[Data entries]
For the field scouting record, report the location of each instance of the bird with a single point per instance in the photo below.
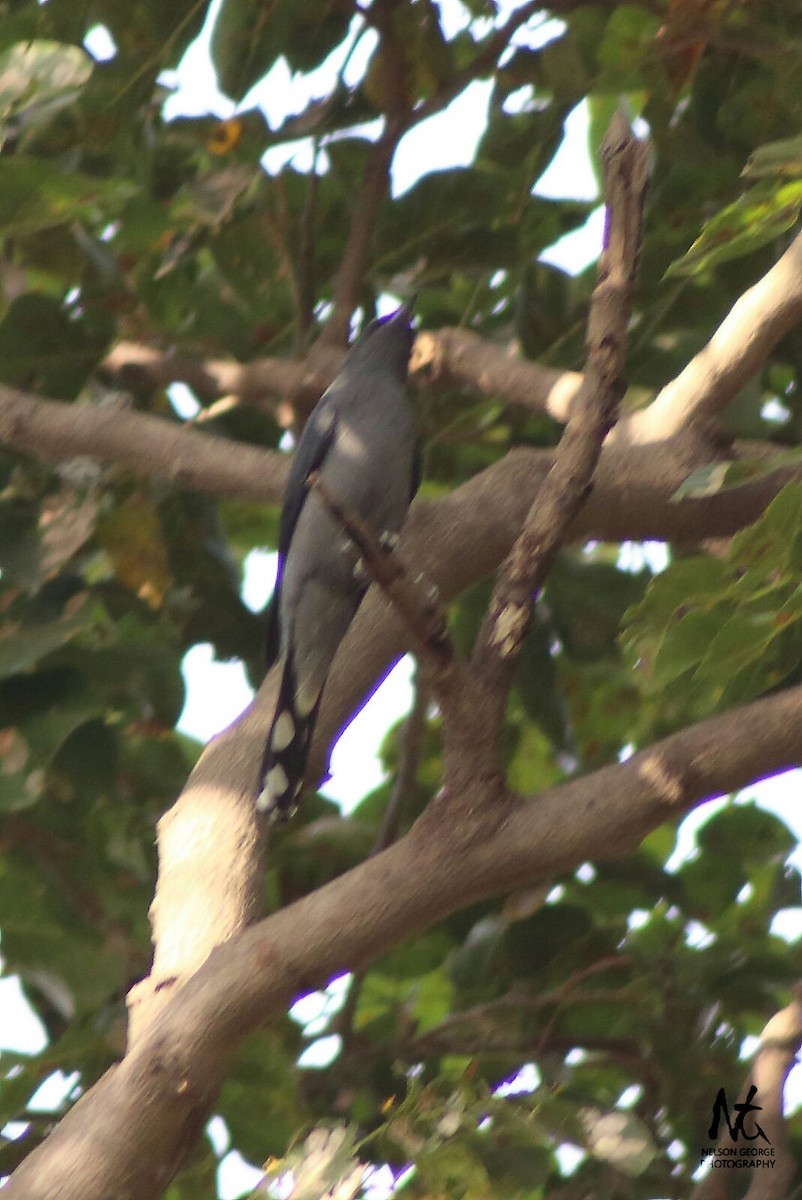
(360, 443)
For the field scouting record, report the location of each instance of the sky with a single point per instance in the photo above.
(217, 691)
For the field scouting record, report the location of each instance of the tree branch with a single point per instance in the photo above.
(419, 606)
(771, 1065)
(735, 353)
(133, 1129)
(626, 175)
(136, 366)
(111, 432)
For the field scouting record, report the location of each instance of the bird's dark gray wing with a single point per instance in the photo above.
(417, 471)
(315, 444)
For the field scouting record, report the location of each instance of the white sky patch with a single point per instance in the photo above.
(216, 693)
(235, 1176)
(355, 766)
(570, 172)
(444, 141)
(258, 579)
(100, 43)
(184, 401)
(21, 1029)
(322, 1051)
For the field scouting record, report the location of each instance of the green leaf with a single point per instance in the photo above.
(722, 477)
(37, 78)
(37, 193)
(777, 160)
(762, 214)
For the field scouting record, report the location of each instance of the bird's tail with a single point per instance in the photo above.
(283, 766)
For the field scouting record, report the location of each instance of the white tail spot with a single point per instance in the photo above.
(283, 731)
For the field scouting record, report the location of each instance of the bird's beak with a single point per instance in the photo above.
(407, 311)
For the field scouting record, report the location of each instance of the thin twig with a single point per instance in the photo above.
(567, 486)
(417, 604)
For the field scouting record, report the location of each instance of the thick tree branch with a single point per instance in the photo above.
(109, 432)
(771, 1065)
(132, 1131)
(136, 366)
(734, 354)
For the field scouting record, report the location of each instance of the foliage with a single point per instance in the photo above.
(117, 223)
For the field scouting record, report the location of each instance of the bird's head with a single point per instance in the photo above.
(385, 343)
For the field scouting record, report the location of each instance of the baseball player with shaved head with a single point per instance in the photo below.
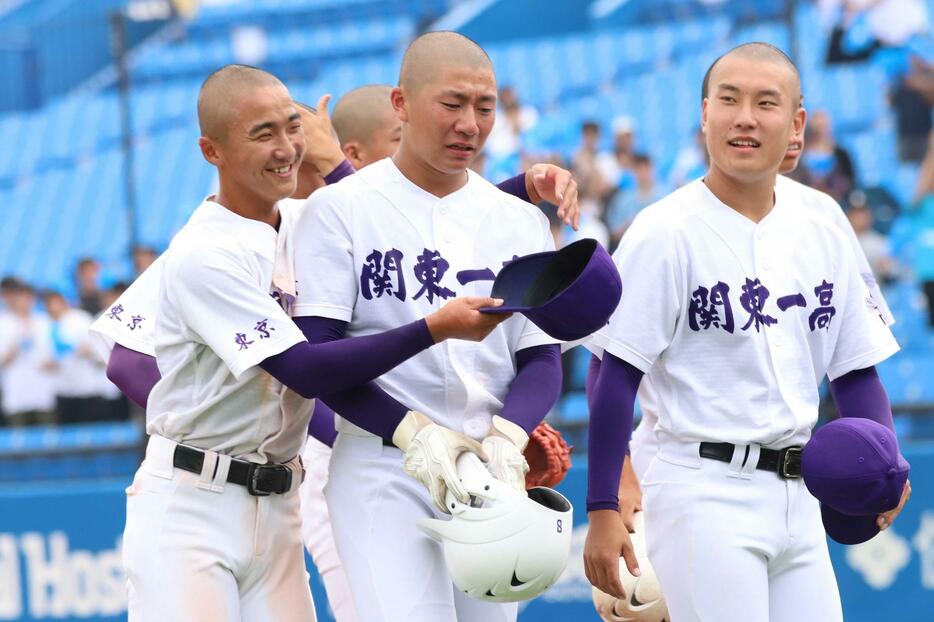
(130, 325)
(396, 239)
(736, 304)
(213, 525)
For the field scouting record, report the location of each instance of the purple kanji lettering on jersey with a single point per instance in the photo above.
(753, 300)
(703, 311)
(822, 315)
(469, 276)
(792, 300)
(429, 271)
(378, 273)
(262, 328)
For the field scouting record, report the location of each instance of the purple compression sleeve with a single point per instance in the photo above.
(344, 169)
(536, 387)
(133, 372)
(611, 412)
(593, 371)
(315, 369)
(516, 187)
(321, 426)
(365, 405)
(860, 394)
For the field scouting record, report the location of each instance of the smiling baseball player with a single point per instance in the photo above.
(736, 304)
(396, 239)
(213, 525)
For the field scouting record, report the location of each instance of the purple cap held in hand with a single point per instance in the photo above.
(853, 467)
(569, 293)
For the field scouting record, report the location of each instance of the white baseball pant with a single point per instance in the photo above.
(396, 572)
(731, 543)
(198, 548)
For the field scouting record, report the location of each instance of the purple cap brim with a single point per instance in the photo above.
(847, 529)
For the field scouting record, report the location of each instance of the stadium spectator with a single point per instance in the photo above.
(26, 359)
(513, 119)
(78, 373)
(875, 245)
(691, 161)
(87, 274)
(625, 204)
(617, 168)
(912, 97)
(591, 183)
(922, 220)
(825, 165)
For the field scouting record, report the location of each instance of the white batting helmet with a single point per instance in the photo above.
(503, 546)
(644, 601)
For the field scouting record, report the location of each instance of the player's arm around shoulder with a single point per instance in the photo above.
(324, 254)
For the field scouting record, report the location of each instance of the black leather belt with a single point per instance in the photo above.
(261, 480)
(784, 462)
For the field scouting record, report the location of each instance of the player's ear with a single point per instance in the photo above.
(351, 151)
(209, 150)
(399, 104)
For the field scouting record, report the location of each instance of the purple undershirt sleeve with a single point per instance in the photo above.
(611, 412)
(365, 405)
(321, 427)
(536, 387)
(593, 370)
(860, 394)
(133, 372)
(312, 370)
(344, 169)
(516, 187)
...
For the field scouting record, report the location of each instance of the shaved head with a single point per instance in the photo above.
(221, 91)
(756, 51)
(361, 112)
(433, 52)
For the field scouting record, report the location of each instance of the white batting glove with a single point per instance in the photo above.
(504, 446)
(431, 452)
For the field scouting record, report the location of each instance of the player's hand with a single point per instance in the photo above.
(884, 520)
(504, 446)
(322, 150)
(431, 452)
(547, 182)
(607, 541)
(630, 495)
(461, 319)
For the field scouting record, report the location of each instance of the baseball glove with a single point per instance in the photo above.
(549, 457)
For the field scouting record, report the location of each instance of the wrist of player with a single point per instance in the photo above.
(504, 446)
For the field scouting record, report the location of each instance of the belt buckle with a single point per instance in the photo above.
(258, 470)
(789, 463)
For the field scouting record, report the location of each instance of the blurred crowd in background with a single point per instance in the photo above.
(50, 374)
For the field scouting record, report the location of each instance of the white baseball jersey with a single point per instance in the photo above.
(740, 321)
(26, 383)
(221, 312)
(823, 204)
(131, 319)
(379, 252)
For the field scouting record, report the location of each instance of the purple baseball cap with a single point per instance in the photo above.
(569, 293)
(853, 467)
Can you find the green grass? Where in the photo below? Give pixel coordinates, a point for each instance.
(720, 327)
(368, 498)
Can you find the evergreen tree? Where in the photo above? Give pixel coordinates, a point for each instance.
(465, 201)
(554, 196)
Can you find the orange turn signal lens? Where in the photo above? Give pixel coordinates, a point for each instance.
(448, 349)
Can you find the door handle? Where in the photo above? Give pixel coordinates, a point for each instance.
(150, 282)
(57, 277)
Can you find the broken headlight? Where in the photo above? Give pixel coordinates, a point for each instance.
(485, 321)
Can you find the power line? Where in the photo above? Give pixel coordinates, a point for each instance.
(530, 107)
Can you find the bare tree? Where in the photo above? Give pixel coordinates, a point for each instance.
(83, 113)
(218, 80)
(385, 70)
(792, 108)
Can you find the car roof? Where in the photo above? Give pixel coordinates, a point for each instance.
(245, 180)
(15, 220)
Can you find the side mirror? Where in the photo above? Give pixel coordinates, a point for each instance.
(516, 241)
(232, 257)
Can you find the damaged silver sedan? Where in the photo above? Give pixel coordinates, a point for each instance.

**What the exercise asks:**
Copy out every line of the material between the lines holding "Can you find the green" and "Can you find the damaged", inclusive. Multiply each coordinate by 0.75 and round to whole numbers, with halves rounded up.

**Response below:**
Can you find the green grass? Where in the photo below? Give pixel coordinates, a point for each instance.
(540, 245)
(276, 374)
Can you find the evergreen tree? Where in the photo above? Give pixel coordinates, a point for each instance.
(349, 151)
(416, 147)
Can you find the orange turn signal lens? Where in the photo above? Give pixel coordinates, a point for each instance.
(336, 262)
Can you find the door handle? Where in the photo above? Give pixel coordinates, a point for each instance.
(113, 212)
(43, 208)
Can you find the broken headlight? Where in the photo above? Give pixel coordinates, a point for each instance.
(364, 241)
Can you find the power line? Where in the photo above? Give pixel coordinates, a point for each instance.
(398, 80)
Can you find the bare tree? Where in the photo above? Give pixel coordinates, a point for each instance.
(62, 85)
(164, 60)
(289, 53)
(594, 81)
Can you find the car roof? Where in the photo above? Give pixel coordinates, a point for each instance.
(184, 135)
(11, 165)
Can you find the side mirror? Where in the photo above? Give pixel coordinates, a point for each instance.
(387, 181)
(174, 193)
Can you find the damaged silver sedan? Where in the photo above? Give pixel coordinates, a point for each instance.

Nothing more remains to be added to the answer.